STATED EXERCISE 1: Copy the entries from the first line through the line containing "[[293, 268]]", inclusive, changing "lettuce" to "cabbage" and keeping everything else the same.
----- SELECTED EXTRACT
Mount St. Helens, one of ~15 major volcanic edifices along the Cascade Range, erupted in spectacular fashion on the morning of May 18th, 1980. On that fateful day, an earthquake started a chain-reaction that lead to the north-facing flank to collapse in the world’s largest documented landslide from which a lateral blast of ash and pyroclastic flows traveled. The eruption caused major change to the landscape north of the edifice and cost 57 people their lives. In just 37 years, the landscape has changed in measurable ways, the most prominent of which is the relatively fast-paced return of vegetation in the blast zone – as a group of geoscientists representing many institutions in North America and Europe discovered on an IAGD-led accessible field trip one rainy but otherwise fun day.
Organized by Drs. Chris Atchison (U. of Cincinnati) and Steven Whitmeyer (James Madison U.) and graduate students Anita Marshall (U. of South Florida) and Ivan Carabajal (U. of Cincinnati), this was no ordinary geology field trip. Offered by the IAGD based on an NSF-funded GEOPATH project, this event demonstrated the results of a two-year project that tested the effectiveness of audiovisual digital communications system to facilitate on-site access for individuals with physical disabilities. For more information on this innovation, see Thatcher et al (2017) GSA abstract (https://tinyurl.com/IAGDWireless).
At the first stop on this field adventure, participants including yours truly, visited an outcrop along the Spirit Lake Highway opposite the Mt. St. Helens Forest Learning Center. At this outcrop, lava flows and intrusions ancestral to the Mount St. Helens edifice are exposed. Using the GEOPATH-supported communication system, we split into about three working-groups to tackle different aspects of the geology as presented in the outcrop: lithology, field relations and alteration.
----------
----- RECORDS FOR THIS EXERCISE
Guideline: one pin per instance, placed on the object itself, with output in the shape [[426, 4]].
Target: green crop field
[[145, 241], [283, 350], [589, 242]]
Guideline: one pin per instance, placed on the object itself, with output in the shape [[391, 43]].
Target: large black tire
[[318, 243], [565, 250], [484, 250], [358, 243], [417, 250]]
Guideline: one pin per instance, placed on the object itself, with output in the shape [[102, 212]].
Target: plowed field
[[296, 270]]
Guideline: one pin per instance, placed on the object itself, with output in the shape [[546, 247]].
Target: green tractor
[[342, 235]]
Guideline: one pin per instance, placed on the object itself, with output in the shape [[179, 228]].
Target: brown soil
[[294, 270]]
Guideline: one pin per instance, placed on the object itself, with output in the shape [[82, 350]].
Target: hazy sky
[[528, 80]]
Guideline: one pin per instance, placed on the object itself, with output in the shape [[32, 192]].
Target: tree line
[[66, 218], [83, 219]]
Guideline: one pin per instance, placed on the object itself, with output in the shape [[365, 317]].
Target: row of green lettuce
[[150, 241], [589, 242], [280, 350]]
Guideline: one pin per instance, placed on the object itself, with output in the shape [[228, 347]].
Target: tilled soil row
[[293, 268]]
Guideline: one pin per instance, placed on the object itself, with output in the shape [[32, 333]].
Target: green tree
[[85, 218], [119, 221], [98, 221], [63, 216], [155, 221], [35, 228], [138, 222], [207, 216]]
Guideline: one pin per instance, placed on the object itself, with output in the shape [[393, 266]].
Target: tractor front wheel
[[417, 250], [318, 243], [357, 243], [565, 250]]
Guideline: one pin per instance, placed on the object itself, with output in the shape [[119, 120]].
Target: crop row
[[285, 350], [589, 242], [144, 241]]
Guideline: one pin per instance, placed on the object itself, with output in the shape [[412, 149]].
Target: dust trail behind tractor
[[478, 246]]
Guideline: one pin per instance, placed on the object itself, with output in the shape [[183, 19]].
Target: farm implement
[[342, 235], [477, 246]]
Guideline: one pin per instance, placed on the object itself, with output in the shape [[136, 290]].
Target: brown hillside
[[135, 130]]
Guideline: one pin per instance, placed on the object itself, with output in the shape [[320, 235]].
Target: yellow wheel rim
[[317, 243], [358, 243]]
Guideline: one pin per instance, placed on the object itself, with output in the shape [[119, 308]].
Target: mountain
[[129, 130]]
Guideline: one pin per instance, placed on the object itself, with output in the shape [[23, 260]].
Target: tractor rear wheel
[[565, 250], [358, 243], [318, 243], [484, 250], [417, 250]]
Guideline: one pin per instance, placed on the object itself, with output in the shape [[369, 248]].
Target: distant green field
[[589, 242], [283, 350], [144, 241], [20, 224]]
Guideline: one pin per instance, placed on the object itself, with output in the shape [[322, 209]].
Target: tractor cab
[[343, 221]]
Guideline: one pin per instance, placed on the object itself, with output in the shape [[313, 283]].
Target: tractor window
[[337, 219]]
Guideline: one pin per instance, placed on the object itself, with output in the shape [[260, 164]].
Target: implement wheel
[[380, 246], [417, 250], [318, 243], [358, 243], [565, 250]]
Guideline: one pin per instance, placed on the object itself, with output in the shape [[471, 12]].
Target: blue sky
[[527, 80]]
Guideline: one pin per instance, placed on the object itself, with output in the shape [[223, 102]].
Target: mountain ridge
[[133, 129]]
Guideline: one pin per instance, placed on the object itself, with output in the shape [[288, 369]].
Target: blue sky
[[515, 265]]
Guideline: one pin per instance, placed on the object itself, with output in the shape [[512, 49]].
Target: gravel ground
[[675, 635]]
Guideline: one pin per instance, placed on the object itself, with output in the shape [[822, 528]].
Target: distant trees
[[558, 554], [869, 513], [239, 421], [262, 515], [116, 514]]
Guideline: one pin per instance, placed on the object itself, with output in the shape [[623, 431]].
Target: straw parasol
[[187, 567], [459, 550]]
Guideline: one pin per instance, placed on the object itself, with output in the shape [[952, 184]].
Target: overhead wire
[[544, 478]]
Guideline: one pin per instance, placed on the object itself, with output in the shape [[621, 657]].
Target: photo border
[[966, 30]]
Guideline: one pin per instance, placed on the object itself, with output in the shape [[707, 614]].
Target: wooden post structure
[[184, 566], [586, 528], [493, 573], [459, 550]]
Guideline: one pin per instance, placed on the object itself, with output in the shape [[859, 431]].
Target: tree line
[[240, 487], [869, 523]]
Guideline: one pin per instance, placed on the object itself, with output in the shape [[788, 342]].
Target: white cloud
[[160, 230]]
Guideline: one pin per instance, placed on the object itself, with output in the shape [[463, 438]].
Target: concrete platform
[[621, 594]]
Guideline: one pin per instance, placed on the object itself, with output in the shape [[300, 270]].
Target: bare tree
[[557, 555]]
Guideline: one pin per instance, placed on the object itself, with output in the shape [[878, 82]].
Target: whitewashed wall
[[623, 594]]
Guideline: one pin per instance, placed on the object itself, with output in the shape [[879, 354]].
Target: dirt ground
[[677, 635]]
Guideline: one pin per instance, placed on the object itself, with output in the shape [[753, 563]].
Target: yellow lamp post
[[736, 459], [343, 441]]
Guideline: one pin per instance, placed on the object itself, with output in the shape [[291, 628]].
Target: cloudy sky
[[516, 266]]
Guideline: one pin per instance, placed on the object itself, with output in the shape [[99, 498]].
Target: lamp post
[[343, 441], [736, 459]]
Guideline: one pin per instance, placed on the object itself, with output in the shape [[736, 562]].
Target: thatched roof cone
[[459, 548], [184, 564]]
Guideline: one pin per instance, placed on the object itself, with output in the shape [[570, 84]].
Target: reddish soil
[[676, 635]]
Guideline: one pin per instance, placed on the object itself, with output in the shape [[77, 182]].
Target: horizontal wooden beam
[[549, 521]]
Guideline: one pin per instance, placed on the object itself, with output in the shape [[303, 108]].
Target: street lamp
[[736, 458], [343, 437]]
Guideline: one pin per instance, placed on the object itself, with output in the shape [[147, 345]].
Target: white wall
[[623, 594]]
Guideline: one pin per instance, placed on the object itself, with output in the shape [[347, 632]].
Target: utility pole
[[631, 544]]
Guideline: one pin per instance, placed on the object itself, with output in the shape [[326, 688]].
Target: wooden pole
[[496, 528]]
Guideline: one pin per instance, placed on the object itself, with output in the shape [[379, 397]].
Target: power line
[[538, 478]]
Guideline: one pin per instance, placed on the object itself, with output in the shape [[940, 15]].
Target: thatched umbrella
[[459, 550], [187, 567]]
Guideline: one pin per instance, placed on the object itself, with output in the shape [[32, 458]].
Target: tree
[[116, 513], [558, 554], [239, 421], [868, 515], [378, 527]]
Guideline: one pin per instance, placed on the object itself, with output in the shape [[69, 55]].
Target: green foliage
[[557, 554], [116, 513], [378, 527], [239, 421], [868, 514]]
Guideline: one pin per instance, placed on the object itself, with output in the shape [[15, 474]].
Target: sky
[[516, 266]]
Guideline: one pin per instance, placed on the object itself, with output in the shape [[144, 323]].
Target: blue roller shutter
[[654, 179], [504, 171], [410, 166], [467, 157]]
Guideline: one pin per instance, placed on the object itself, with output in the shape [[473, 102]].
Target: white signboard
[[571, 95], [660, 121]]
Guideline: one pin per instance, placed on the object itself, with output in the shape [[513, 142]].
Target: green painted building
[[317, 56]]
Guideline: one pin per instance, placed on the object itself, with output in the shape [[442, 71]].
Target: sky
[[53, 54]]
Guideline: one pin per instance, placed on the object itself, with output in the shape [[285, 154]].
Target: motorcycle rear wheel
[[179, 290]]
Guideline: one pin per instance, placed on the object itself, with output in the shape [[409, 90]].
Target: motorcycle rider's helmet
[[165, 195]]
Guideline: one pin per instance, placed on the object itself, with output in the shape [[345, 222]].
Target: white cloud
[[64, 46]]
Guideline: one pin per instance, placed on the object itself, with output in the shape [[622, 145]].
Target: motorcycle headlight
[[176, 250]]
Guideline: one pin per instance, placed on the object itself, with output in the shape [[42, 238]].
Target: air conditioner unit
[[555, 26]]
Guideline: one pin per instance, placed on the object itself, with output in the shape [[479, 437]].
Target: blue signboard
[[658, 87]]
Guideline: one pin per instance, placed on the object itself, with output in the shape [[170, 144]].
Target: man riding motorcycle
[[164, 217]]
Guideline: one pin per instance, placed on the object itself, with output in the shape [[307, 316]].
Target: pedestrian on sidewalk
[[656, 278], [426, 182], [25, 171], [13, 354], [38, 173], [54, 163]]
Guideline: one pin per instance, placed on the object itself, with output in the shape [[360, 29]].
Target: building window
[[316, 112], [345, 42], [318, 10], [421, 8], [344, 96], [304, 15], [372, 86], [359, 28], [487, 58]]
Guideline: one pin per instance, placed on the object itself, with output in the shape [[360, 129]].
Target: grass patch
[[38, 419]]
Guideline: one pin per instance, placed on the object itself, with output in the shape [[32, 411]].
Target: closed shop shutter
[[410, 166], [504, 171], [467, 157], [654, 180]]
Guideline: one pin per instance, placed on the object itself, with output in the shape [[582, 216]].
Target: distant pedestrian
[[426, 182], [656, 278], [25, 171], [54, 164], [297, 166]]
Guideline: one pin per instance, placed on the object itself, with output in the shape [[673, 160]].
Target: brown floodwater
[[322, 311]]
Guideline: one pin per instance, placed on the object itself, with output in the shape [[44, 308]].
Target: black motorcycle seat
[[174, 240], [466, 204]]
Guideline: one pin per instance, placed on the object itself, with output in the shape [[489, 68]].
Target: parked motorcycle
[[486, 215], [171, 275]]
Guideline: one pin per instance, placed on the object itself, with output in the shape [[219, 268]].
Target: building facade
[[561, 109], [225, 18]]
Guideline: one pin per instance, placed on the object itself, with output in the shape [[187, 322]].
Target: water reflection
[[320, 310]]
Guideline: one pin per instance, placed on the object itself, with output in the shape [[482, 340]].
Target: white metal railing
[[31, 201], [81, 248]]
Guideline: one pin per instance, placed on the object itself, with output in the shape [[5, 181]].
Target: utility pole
----------
STATED EXERCISE 2: Write out the passage about the Mount St. Helens field trip word for word.

WORKED SOLUTION 1:
Guideline: one pin per instance, placed on the object itself, with output in the shape [[426, 4]].
Target: green crop field
[[145, 241], [283, 350], [589, 242]]
Guideline: one pin per instance, placed on the object itself, with output in the shape [[391, 43]].
Target: large black tire
[[318, 243], [565, 250], [484, 250], [358, 243], [417, 250]]
Guideline: one pin per instance, placed on the object itself, with output in the shape [[102, 212]].
Target: plowed field
[[296, 270]]
Guideline: one pin per instance, placed on the object itself, with output in the shape [[546, 247]].
Target: green tractor
[[342, 235]]
Guideline: one pin per instance, placed on the object itself, with output in the shape [[179, 228]].
Target: brown soil
[[294, 270]]
Guideline: one pin per instance, placed on the object itself, with output in the shape [[82, 350]].
Target: hazy sky
[[528, 80]]
Guideline: one pin per instance, placed on the object itself, with output in the shape [[32, 192]].
Target: tree line
[[66, 218], [83, 219]]
Guideline: one pin per instance, placed on the object itself, with output in the shape [[365, 317]].
Target: row of green cabbage
[[150, 241], [589, 242], [280, 350]]
Guideline: one pin per instance, placed on the object itself, with output in the shape [[228, 347]].
Target: tilled soil row
[[293, 268]]

WORKED SOLUTION 2:
Mount St. Helens, one of ~15 major volcanic edifices along the Cascade Range, erupted in spectacular fashion on the morning of May 18th, 1980. On that fateful day, an earthquake started a chain-reaction that lead to the north-facing flank to collapse in the world’s largest documented landslide from which a lateral blast of ash and pyroclastic flows traveled. The eruption caused major change to the landscape north of the edifice and cost 57 people their lives. In just 37 years, the landscape has changed in measurable ways, the most prominent of which is the relatively fast-paced return of vegetation in the blast zone – as a group of geoscientists representing many institutions in North America and Europe discovered on an IAGD-led accessible field trip one rainy but otherwise fun day.
Organized by Drs. Chris Atchison (U. of Cincinnati) and Steven Whitmeyer (James Madison U.) and graduate students Anita Marshall (U. of South Florida) and Ivan Carabajal (U. of Cincinnati), this was no ordinary geology field trip. Offered by the IAGD based on an NSF-funded GEOPATH project, this event demonstrated the results of a two-year project that tested the effectiveness of audiovisual digital communications system to facilitate on-site access for individuals with physical disabilities. For more information on this innovation, see Thatcher et al (2017) GSA abstract (https://tinyurl.com/IAGDWireless).
At the first stop on this field adventure, participants including yours truly, visited an outcrop along the Spirit Lake Highway opposite the Mt. St. Helens Forest Learning Center. At this outcrop, lava flows and intrusions ancestral to the Mount St. Helens edifice are exposed. Using the GEOPATH-supported communication system, we split into about three working-groups to tackle different aspects of the geology as presented in the outcrop: lithology, field relations and alteration.